#### [DESCRIPTION OF THE TASK]
Decide whether each statement agrees with the Kevin Gates article, answering yes or no and quoting the words of the article that settle it: (a) Kevin Gates says he compared his real life to other people's highlight reels; (b) according to the Pew Research Center, 81% of adults in the U.S. use social media; (c) the McLean Hospital says social media releases dopamine in the brain.

Kevin Gates Says He Took A Break From Social Media Because It Was Causing Him To Be Depressed - The Shade Room

Kevin Gates Says He Took A Break From Social Media Because It Was Causing Him To Be Depressed

In a time where social media presence is everything, many people have opened up about the negative effects images online have attributed to their mental health. This isn’t something that just affects everyday folks, celebrities deal with it too. Kevin Gates recently opened up about comparing himself to other people on social media and the toll it had on him. The rapper sat down on the “Million Dollaz Worth Of Game podcast and explained how he took a break from social media because his comparison to others made him depressed.

“Comparison is the killer of all joy,” Kevin told Wallo. “I’m a normal person. I never see myself in my greatness, but all people do is post their highlight reels, and I’m comparing my real life to somebody’s highlight reel,” he said. Kevin also stated that this was trickling over to the health aspect of his life and how he learned to stop comparing himself even when it came to the fitness world. 

Kevin explained that he was killing himself working out to get the best abs. As of lately, Kevin has been going hard in the gym and showing his progress online. However, he says that he didn’t know that the people he was trying to keep up with were allegedly dehydrating themselves to get the best angles in their post pictures. Ultimately Kevin said things look good online but questioned if the lengths people go through to get the perfect image is healthy? 

The McLean Hospital shared some information on their website social media and how the online applications act as a reinforcing nature. They say it activates the brain’s reward center by releasing dopamine, a “feel-good chemical” directly linked to pleasurable activities, including sex, food, and social interaction. Their reports claim the platforms are designed to be addictive and are often associated with anxiety, depression, and even physical ailments.

According to the Pew Research Center, 69% of adults and 81% of teens in the U.S. use social media, putting a large amount of the population at an increased risk of feeling anxious, depressed, or even sick over their social media use.

#### [DATA EXTRACTS]
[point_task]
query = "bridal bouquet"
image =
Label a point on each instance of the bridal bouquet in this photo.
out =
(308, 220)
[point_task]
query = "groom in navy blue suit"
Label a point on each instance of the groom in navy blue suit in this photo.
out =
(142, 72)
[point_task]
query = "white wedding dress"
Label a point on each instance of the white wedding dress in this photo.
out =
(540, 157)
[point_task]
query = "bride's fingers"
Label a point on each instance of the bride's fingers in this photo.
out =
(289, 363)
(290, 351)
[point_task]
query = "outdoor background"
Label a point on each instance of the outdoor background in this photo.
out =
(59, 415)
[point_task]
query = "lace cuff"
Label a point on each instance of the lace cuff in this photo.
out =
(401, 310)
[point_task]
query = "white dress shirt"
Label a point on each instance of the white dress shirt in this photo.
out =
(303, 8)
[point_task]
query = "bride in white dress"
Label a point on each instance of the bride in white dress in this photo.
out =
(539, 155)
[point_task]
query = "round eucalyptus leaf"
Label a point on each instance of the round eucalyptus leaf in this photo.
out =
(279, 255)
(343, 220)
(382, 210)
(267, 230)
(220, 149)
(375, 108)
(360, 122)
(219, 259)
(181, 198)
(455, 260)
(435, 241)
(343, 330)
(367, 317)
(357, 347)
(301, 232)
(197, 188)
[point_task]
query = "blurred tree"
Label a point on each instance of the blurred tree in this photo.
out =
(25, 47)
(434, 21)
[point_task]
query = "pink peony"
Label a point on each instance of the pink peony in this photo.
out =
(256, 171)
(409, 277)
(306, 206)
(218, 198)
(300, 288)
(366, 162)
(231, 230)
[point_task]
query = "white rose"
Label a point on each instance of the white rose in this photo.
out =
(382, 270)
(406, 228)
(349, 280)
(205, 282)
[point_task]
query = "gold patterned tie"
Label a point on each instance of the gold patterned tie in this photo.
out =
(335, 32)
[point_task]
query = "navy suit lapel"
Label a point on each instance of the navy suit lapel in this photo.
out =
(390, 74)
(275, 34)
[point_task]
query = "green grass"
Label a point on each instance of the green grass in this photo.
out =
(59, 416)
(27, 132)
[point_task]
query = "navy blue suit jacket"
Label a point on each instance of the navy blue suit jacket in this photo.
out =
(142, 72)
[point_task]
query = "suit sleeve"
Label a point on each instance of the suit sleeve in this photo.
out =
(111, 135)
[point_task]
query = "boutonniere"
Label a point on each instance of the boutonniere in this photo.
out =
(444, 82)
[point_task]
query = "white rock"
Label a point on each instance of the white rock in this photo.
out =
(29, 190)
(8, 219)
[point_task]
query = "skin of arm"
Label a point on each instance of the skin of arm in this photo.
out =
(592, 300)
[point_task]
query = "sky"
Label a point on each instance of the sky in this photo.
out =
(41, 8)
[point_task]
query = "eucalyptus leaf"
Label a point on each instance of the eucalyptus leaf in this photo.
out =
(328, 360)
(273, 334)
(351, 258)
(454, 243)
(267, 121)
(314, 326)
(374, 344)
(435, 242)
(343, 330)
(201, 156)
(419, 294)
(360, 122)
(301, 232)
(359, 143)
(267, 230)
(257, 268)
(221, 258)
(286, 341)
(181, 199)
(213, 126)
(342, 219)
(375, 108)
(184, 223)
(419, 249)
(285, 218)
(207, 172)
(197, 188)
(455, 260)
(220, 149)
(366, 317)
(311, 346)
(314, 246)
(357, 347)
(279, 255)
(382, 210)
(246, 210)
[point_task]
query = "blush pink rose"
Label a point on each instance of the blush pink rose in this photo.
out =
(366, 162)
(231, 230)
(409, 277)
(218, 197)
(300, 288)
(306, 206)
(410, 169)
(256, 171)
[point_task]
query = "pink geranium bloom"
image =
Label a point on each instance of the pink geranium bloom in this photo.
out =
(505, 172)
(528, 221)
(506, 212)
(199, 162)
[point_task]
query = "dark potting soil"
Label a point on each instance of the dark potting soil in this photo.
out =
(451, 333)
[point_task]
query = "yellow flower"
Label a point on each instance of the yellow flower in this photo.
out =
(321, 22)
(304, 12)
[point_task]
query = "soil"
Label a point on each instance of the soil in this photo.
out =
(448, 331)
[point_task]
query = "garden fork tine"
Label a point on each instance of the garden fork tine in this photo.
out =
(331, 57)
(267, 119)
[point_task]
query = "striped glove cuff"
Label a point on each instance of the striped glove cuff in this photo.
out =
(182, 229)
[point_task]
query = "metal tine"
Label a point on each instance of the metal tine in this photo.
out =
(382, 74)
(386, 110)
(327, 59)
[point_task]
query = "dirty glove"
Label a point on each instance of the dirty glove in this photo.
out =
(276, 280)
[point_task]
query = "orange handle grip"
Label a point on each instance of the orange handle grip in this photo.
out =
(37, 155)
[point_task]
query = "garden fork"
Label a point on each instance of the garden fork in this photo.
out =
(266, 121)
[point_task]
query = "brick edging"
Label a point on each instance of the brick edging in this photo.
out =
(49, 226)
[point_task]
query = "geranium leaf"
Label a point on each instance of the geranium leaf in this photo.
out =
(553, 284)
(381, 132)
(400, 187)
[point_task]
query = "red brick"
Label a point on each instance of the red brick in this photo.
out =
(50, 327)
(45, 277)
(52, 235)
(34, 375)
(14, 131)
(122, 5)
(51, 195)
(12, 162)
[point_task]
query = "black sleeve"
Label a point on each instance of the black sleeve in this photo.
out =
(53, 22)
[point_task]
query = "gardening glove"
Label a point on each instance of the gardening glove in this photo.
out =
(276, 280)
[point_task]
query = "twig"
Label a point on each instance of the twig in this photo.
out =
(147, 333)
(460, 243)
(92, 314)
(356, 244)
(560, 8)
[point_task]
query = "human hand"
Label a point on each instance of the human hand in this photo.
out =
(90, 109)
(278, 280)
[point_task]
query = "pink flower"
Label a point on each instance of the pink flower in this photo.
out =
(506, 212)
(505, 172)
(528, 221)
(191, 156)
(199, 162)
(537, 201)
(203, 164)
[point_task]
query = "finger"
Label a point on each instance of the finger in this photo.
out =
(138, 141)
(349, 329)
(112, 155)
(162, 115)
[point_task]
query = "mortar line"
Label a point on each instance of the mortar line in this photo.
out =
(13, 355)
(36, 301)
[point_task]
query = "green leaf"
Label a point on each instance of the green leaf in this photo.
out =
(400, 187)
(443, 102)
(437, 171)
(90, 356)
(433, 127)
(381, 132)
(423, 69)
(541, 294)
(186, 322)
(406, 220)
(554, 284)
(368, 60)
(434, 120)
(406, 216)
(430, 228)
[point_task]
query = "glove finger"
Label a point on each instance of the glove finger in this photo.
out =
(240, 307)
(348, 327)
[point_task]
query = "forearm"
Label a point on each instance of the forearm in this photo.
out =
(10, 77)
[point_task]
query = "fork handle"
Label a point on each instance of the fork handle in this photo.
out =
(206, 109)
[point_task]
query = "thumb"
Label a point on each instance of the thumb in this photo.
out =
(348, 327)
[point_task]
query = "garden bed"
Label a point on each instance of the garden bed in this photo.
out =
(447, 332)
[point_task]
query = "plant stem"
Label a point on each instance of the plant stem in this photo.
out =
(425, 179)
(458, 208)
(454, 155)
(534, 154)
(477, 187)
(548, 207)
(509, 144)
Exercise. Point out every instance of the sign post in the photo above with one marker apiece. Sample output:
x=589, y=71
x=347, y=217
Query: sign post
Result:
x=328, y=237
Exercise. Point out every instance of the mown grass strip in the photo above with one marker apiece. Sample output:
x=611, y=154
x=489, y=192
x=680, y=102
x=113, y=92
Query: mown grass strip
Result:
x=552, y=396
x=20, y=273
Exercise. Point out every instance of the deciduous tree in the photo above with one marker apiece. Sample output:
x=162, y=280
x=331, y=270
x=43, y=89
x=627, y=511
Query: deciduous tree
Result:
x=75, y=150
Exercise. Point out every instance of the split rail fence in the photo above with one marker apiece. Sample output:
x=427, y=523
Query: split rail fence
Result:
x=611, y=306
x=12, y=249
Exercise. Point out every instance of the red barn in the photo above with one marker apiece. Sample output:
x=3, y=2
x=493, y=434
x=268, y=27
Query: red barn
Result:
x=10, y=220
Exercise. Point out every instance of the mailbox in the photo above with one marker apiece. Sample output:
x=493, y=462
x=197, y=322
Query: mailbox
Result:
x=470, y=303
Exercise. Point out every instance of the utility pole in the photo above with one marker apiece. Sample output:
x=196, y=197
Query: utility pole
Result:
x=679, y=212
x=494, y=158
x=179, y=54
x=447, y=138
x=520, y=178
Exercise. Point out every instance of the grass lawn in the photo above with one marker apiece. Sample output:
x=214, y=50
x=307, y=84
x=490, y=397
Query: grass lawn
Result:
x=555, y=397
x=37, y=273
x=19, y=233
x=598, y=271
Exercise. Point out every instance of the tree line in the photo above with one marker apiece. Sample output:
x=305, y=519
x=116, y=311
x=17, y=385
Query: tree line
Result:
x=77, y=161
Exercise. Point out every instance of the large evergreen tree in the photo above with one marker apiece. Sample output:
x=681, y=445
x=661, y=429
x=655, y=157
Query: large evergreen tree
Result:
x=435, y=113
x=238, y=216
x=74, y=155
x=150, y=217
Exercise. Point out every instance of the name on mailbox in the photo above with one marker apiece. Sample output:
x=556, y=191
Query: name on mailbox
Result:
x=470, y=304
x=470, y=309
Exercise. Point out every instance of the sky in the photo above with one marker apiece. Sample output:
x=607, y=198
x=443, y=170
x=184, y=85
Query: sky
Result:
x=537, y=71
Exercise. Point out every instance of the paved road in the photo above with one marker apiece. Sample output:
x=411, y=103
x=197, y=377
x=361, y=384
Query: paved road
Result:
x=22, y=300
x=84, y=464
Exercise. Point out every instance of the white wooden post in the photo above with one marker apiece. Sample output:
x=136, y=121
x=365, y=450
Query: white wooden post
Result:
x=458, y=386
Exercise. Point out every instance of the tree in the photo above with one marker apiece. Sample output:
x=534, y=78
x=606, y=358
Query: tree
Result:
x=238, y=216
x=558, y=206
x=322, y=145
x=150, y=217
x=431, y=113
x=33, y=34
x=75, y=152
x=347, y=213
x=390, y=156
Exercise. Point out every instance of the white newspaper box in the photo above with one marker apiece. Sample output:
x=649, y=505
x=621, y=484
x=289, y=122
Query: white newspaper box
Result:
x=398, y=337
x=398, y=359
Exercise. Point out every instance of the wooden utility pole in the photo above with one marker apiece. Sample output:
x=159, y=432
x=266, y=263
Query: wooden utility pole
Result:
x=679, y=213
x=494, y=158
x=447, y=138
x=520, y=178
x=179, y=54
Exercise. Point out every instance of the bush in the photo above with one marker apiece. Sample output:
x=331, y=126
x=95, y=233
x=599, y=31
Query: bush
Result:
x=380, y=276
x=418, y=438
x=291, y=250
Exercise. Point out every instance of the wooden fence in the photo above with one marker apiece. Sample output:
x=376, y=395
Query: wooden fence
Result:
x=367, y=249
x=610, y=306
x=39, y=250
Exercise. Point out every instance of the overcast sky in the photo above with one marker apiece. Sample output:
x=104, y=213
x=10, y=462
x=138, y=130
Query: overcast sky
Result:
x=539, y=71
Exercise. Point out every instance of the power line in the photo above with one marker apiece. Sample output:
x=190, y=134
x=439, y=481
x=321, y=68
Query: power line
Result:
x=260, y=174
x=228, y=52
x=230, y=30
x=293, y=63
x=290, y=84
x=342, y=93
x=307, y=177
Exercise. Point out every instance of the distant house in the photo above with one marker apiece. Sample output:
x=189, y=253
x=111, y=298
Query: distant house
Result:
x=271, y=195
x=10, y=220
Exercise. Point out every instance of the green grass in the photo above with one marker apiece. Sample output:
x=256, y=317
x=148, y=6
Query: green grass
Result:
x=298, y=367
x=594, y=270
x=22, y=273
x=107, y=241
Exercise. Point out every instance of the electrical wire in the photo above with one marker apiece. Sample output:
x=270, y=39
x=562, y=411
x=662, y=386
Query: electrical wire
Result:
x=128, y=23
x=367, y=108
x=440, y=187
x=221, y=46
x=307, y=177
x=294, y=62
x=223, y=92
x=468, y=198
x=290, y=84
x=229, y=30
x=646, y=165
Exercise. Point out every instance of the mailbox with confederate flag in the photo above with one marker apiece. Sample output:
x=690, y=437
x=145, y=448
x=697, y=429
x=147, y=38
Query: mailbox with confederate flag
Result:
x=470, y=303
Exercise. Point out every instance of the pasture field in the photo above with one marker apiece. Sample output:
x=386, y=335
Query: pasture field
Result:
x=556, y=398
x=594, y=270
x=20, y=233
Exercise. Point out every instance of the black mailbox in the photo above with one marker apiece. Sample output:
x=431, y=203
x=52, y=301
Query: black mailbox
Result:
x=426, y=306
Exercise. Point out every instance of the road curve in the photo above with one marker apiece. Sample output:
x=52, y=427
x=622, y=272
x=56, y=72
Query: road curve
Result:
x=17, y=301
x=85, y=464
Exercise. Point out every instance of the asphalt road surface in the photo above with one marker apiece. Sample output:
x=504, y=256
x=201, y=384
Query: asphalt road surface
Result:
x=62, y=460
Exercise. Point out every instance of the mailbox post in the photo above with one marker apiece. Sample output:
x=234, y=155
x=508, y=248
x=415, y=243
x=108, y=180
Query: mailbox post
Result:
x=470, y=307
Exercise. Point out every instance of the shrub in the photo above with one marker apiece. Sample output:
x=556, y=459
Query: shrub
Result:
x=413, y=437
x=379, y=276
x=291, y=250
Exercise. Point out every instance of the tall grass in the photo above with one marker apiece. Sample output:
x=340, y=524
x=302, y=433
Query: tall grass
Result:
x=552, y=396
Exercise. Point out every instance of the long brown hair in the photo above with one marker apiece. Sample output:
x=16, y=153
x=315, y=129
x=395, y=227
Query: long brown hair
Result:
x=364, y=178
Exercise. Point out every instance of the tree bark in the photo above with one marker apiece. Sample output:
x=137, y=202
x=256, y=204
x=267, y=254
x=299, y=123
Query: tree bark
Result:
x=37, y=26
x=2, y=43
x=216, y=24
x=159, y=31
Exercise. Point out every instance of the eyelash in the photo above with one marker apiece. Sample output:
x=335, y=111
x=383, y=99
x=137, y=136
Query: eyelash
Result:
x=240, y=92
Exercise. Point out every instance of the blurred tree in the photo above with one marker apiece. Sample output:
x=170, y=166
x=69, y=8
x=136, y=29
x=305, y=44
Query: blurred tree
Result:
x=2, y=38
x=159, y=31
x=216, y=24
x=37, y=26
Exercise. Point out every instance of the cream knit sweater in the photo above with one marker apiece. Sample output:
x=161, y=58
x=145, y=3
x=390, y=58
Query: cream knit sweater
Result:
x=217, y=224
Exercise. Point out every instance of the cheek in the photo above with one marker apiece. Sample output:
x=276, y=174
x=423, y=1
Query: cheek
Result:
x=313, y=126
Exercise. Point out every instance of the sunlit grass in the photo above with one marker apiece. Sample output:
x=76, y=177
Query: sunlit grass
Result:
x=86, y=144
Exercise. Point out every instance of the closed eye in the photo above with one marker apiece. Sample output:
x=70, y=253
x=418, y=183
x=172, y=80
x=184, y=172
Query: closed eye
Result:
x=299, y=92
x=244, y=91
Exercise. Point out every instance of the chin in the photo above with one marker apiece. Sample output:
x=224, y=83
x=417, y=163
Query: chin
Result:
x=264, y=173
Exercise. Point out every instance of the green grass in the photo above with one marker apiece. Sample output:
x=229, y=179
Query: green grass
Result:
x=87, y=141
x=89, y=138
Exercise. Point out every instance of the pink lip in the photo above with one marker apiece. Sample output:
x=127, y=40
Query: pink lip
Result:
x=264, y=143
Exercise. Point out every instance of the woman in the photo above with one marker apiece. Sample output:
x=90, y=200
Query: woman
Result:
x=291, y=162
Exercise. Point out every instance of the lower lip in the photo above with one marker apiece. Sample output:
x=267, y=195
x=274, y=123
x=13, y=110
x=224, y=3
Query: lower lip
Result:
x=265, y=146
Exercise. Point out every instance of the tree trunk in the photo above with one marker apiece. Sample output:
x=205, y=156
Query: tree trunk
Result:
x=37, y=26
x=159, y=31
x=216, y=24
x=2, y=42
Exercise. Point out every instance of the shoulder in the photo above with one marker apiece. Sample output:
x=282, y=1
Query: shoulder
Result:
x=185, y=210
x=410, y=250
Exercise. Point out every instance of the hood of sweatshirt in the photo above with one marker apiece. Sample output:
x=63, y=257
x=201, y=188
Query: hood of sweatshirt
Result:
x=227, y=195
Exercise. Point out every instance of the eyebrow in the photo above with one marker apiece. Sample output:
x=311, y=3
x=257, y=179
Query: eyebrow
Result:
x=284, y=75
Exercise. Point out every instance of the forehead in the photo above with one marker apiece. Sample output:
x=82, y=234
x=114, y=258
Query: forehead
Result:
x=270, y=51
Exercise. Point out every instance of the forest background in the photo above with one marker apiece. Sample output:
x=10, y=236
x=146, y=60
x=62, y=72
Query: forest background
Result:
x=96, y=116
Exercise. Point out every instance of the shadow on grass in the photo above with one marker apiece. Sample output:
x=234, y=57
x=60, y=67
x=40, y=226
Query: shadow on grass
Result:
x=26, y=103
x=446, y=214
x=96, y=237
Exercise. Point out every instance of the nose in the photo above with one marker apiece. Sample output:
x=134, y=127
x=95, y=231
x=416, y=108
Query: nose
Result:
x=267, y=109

#### [OUTPUT FOR THIS TASK]
(a) Yes: "I’m comparing my real life to somebody’s highlight reel"
(b) No: "69% of adults and 81% of teens in the U.S. use social media"
(c) Yes: "it activates the brain’s reward center by releasing dopamine"